■ SET PROBLEM 1
Reproduce only the records starting with the line with "hood, one point per instance." and going on through the line with "[[334, 311], [18, 324], [267, 310], [563, 291], [461, 290]]", requests included. Offset every coordinate in the answers by 135, but keep the requests and their sample coordinates unchanged.

Increase reliability using super_fetch of Sidekiq Pro

May 8, 2018

Sidekiq is a background job processing library for Ruby. Sidekiq offers three versions: OSS, Pro and Enterprise.

OSS is free and open source and has basic features. Pro and Enterprise versions are closed source and paid, thus comes with more advanced features. To compare the list of features offered by each of these versions, please visit Sidekiq website.

Sidekiq Pro 3.4.0 introduced super_fetch strategy to reliably fetch jobs from the queue in Redis.

In this post, we will discuss the benefits of using super_fetch strategy.

Problem

Open source version of Sidekiq comes with basic_fetch strategy. Let's see an example to understand how it works.

Let's add Sidekiq to our Gemfile and run bundle install to install it.

gem 'sidekiq'

Add following Sidekiq worker in app/workers/sleep_worker.rb.

class SleepWorker
  include Sidekiq::Worker

  def perform(name)
    puts "Started #{name}"
    sleep 30
    puts "Finished #{name}"
  end
end

This worker does nothing great but sleeps for 30 seconds.

■ STORED DATA
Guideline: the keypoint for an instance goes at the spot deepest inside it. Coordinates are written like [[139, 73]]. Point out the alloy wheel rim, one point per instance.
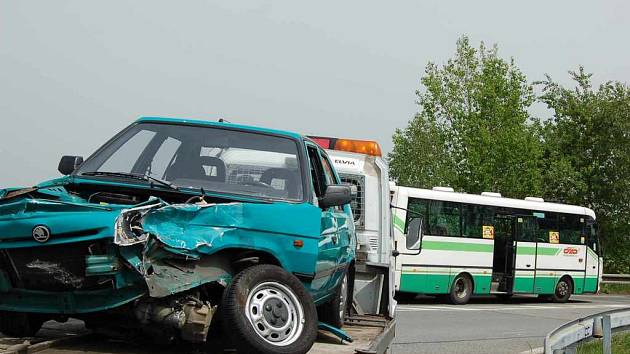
[[275, 313], [460, 288]]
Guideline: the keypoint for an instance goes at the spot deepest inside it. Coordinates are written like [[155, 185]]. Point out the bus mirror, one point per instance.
[[414, 234]]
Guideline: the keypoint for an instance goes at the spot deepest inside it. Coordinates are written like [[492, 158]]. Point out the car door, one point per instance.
[[328, 248]]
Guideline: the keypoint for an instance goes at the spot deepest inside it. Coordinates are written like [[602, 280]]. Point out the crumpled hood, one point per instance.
[[69, 218], [155, 235], [195, 227]]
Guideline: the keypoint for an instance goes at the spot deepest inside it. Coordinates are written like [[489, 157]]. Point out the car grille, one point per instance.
[[53, 268]]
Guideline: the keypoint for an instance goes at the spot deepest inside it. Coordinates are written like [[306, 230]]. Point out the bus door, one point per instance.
[[526, 229], [503, 259], [591, 275]]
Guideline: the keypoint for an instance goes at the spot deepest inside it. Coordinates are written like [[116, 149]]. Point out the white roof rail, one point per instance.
[[535, 199], [443, 189], [491, 194]]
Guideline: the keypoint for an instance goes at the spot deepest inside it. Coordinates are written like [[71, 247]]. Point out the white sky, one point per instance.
[[73, 73]]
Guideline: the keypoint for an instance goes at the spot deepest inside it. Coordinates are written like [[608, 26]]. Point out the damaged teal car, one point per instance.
[[175, 227]]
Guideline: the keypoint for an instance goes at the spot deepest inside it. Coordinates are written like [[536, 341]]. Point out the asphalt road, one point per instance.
[[489, 325], [486, 325]]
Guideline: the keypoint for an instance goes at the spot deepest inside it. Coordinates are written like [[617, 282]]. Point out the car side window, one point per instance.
[[328, 171], [317, 172]]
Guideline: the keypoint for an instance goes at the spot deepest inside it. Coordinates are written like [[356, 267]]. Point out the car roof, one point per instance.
[[207, 123]]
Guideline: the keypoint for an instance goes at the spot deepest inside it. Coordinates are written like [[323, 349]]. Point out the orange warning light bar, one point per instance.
[[367, 147]]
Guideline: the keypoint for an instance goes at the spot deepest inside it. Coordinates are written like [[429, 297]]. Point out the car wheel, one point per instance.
[[334, 311], [18, 324], [267, 310], [563, 291], [461, 290]]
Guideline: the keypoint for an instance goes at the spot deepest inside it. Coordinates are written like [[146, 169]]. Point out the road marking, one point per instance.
[[411, 308]]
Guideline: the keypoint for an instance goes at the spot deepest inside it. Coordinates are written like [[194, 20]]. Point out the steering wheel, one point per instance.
[[252, 182]]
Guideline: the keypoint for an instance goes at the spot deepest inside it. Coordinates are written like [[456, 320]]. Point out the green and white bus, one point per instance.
[[487, 244]]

■ SET PROBLEM 2
In the Sidekiq post, which release of Sidekiq Pro introduced the super_fetch strategy?

■ COMPLETE OUTPUT 1
Guideline: the keypoint for an instance goes at the spot deepest inside it. Coordinates are written like [[602, 280]]. Point out the crumpled hood, one point per instance.
[[204, 353], [290, 370], [330, 362]]
Guideline: the keypoint for an instance goes at the spot deepest inside it. Coordinates are written like [[489, 157]]. Point out the car grille, one point per instance.
[[188, 403]]
Guideline: the keypoint for an instance goes at the spot deepest inside it. Coordinates are written like [[306, 230]]. Point out the bus door, one point per instance.
[[661, 364], [638, 394], [726, 410]]
Guideline: the keypoint for an instance goes at the spot deepest inside it. Coordinates are written like [[116, 149]]. Point out the white roof rail, one point per instance.
[[670, 334], [578, 324], [626, 329]]
Guideline: the keypoint for an instance goes at the spot deepest inside it. Coordinates are written like [[71, 247]]. Point out the white sky, one point per instance.
[[208, 208]]
Guideline: the keypoint for an instance goes at the spot deepest inside it. Coordinates are written like [[608, 26]]. Point out the damaged teal car, one point per instance.
[[310, 362]]
Guideline: the keypoint for an instance goes at the spot deepest inside it. Coordinates are written like [[536, 341]]. Point out the asphalt road, one point per instance.
[[624, 460], [621, 460]]
Guideline: the keypoint for an instance goes at the spot deepest inside it. Coordinates are written like [[617, 282]]. Point out the car side window, one point per instance.
[[463, 306], [452, 307]]
Guideline: the keypoint for an instance goes at the spot deepest inside it. Coordinates are written like [[356, 267]]. Point out the car roof, one point per instance.
[[342, 258]]
Guideline: the keypoint for an instance goes at the spot deepest inside it. Coordinates are written like [[323, 349]]. Point out the orange warning light bar, one point per instance.
[[502, 282]]
Guideline: the keypoint for an instance goes at the spot deepest inside it. Coordinates are written like [[429, 297]]. Point out the car wheel, one point per instance.
[[469, 446], [153, 459], [402, 445], [698, 426], [596, 425]]

■ COMPLETE OUTPUT 2
Sidekiq Pro 3.4.0